━━ Information shown

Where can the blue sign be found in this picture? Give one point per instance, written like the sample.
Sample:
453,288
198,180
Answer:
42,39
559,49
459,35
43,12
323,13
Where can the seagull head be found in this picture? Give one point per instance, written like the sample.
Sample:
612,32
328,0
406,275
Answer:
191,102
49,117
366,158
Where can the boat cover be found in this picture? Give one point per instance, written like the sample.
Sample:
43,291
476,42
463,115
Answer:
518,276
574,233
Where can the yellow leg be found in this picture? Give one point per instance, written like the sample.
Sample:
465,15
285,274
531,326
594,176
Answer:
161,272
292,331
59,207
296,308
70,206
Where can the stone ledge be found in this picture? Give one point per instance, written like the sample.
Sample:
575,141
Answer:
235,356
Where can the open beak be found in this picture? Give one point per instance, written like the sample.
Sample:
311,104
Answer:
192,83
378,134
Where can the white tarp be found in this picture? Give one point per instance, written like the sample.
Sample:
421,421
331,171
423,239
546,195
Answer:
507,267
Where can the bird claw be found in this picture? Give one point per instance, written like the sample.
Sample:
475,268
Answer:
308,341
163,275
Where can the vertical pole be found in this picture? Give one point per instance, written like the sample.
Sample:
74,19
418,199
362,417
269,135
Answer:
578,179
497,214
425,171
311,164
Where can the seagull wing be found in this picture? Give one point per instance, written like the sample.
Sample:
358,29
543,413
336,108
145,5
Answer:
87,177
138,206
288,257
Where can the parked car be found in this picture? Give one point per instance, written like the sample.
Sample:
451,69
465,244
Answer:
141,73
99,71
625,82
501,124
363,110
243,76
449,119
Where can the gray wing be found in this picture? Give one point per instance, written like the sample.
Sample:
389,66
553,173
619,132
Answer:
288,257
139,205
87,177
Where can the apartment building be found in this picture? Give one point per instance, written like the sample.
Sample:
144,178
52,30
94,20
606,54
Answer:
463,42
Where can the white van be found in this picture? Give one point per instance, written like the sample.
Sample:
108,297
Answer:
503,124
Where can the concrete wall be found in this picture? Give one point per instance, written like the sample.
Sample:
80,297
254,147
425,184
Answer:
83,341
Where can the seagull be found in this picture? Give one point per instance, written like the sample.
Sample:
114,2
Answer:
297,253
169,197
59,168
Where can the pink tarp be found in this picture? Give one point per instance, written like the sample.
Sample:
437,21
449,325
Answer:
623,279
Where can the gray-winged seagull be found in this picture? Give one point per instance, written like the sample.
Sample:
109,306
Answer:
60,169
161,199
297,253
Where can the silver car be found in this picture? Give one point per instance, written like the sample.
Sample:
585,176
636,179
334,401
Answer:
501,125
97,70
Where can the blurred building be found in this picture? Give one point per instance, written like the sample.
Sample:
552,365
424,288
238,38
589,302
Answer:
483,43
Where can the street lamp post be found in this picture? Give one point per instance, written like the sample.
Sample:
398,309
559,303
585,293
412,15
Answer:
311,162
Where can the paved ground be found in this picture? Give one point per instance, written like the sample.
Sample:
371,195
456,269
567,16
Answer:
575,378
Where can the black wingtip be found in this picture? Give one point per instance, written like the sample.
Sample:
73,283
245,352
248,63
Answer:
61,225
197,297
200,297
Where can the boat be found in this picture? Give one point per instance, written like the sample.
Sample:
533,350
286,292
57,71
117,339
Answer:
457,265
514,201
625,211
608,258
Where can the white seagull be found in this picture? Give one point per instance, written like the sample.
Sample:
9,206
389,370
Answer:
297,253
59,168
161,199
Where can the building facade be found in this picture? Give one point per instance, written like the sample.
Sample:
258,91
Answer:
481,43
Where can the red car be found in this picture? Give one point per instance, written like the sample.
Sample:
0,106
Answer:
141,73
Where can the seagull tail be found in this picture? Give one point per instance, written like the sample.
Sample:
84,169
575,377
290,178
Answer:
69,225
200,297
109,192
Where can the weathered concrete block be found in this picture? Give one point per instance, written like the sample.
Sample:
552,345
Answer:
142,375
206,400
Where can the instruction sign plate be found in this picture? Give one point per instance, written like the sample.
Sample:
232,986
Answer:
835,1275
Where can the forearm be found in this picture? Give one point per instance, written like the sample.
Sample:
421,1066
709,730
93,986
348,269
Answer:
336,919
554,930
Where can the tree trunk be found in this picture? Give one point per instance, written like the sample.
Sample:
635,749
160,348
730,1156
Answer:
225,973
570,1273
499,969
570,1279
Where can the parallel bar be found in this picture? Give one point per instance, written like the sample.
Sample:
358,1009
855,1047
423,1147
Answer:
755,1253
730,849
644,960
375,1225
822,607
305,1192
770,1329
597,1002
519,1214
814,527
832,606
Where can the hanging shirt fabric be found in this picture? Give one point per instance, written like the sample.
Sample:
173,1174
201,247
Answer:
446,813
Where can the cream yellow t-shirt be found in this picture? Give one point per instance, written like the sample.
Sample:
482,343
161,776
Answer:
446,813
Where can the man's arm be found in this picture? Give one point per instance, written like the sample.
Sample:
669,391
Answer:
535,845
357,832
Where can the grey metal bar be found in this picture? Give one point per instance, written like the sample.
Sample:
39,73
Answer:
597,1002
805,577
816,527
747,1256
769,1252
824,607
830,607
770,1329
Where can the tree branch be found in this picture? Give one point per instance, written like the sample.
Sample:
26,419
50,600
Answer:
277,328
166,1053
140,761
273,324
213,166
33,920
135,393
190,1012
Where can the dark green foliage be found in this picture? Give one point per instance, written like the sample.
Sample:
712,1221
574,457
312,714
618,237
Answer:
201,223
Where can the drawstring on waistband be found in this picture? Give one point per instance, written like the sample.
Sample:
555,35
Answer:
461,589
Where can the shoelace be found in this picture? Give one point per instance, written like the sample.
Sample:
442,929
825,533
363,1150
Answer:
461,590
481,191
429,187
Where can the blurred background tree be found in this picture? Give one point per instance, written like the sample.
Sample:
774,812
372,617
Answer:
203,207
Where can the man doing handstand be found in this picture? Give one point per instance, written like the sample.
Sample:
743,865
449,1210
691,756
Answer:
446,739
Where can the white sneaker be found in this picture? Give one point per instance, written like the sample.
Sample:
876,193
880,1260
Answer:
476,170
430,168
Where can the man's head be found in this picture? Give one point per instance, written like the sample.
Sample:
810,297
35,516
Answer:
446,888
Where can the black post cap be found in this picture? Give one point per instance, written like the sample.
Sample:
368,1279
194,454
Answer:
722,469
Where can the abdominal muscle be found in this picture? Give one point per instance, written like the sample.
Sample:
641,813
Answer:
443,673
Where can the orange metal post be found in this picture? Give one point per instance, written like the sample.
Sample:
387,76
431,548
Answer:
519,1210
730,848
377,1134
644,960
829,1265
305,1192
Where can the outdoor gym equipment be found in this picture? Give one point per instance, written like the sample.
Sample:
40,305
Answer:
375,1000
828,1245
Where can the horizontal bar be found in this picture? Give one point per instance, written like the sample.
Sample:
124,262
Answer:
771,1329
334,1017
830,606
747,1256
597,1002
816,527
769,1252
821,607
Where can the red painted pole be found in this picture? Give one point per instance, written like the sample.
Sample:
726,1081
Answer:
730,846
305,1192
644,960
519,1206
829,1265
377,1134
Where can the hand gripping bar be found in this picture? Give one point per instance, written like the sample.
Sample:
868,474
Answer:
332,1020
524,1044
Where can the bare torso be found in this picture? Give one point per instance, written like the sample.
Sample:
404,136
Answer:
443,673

━━━━
━━ Information shown

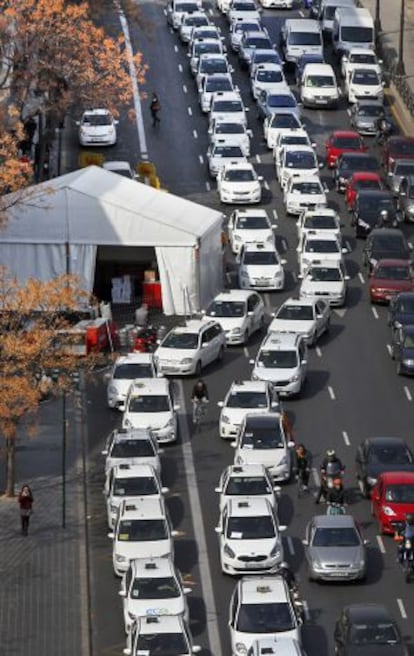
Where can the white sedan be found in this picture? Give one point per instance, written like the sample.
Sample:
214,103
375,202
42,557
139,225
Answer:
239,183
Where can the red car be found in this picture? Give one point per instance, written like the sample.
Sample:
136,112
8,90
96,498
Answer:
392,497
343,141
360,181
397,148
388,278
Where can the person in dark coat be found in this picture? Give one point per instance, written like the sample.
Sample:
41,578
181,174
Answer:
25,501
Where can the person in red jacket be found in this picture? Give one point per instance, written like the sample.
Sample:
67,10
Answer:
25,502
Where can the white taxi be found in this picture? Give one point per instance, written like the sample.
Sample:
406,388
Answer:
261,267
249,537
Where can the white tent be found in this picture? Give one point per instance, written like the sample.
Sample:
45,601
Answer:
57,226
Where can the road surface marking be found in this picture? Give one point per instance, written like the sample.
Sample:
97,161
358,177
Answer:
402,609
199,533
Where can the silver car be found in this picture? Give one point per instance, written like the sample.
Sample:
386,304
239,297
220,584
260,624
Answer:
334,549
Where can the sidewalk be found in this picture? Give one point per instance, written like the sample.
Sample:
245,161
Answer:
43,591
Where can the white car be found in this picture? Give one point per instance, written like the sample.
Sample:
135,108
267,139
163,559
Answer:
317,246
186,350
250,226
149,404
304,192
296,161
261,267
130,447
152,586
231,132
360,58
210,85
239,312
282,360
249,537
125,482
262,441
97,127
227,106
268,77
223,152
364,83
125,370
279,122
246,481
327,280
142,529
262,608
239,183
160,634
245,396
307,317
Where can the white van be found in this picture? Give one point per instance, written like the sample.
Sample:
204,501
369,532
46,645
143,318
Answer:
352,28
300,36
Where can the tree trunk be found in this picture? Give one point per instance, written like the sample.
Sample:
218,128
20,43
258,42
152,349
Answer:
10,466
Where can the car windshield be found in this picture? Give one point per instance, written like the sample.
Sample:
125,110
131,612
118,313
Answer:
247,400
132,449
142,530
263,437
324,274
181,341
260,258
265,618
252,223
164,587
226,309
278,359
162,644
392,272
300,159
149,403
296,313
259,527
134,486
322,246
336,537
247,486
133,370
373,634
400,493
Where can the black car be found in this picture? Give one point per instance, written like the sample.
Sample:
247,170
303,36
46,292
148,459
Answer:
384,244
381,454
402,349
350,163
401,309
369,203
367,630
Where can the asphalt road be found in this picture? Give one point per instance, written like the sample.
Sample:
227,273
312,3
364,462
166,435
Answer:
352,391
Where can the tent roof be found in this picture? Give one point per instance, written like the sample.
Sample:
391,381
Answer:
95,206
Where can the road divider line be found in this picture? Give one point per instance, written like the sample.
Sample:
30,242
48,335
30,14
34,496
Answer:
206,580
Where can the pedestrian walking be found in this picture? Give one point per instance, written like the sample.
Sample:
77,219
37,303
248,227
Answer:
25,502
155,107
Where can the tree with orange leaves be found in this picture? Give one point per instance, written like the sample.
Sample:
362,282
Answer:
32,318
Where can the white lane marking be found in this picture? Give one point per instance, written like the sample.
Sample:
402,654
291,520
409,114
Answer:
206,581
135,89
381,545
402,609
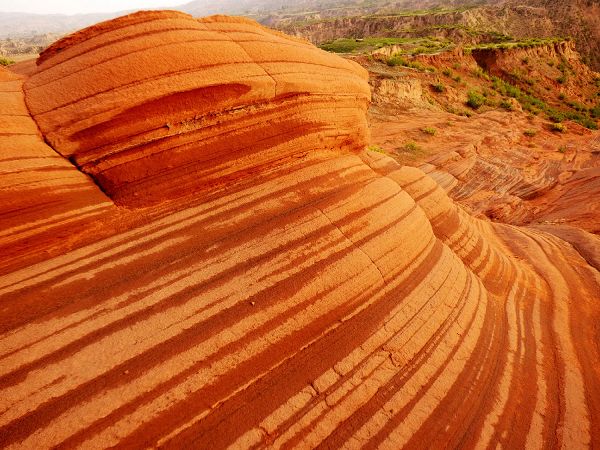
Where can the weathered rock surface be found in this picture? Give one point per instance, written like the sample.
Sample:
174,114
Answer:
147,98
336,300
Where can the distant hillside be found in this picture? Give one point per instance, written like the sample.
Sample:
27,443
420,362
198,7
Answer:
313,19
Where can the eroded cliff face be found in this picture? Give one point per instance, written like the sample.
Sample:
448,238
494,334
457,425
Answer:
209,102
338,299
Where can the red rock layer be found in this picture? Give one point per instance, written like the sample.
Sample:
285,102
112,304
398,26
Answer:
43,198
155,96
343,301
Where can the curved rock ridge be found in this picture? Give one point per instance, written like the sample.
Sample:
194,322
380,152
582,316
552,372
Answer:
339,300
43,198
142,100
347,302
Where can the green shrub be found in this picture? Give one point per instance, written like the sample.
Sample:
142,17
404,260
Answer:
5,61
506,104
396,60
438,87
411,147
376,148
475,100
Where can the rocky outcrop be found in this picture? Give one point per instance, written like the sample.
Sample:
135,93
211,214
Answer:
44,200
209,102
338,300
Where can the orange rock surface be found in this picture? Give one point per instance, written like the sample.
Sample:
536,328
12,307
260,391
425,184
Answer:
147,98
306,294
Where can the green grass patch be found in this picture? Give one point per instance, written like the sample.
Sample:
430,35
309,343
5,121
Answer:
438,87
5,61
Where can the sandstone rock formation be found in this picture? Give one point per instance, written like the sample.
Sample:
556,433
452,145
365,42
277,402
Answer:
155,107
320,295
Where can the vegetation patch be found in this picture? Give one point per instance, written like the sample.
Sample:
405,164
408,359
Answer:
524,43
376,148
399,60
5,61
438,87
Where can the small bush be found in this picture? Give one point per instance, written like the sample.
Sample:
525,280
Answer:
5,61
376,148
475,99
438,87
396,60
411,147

━━━━

• **Exercise**: Extract each line of the records above that contains the string "tent". Letter case matters.

• **Correct result**:
Where can the white tent be found in this picture? Give one point per instance, written like the sample.
Where can the tent roof be found in this picture? Give one point per instance, written like the sample.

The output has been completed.